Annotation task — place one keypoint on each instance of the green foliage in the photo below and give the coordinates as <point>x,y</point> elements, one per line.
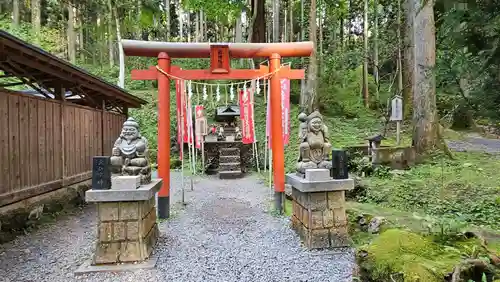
<point>414,257</point>
<point>49,38</point>
<point>464,189</point>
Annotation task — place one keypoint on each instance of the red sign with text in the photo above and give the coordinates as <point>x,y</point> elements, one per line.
<point>285,112</point>
<point>246,116</point>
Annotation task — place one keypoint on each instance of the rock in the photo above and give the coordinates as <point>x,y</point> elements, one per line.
<point>375,224</point>
<point>36,212</point>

++++++++++++++++++++

Working from the material above, transcribe it exactly while omitting pictures.

Annotation task — place one keypoint on each instance of the green foliage in the photo below and give the coordinates as <point>x,y</point> elements, one per line.
<point>414,257</point>
<point>49,38</point>
<point>464,189</point>
Annotation task — place one keypoint on each instance of the red sign with text in the photo above and give the coordinates as <point>x,y</point> elements, one per line.
<point>285,112</point>
<point>246,116</point>
Annotation task — place one keypoint on each instance of the rock in the photo above and give the coordinates as <point>x,y</point> elements, one per line.
<point>375,224</point>
<point>36,212</point>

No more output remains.